TASK DETAILS
The answer must be one number: how many lines in the records below contain the word "every".

SOURCE INFORMATION
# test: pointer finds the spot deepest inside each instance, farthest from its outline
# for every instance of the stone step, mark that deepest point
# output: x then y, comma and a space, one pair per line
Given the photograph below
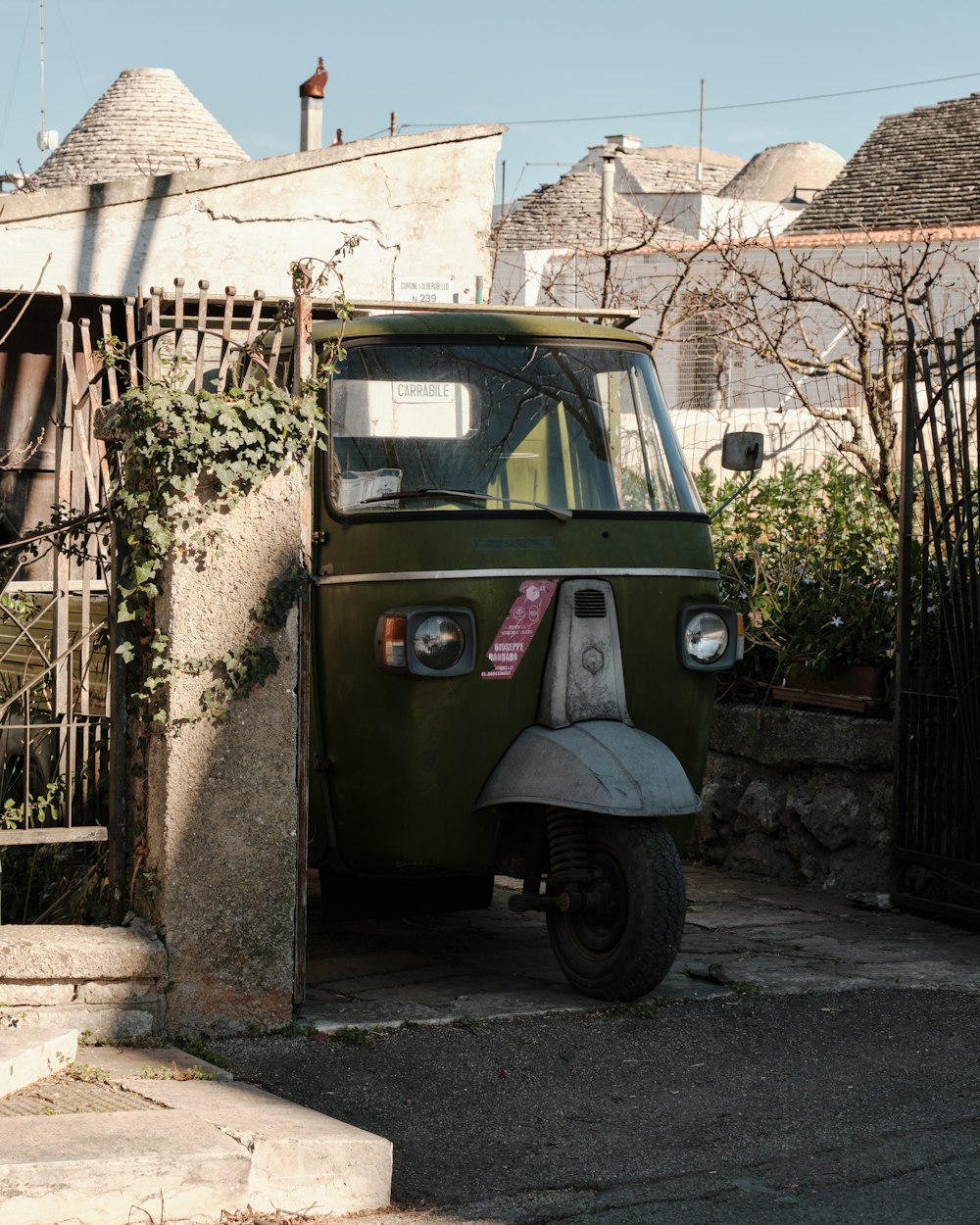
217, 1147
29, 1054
--
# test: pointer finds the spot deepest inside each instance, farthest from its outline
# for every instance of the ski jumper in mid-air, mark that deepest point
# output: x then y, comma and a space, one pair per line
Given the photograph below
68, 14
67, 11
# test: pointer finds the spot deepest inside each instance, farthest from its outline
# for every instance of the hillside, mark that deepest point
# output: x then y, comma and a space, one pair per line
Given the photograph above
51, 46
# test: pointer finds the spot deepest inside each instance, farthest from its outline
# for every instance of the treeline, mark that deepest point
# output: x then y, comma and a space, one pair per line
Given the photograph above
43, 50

TASK ANSWER
4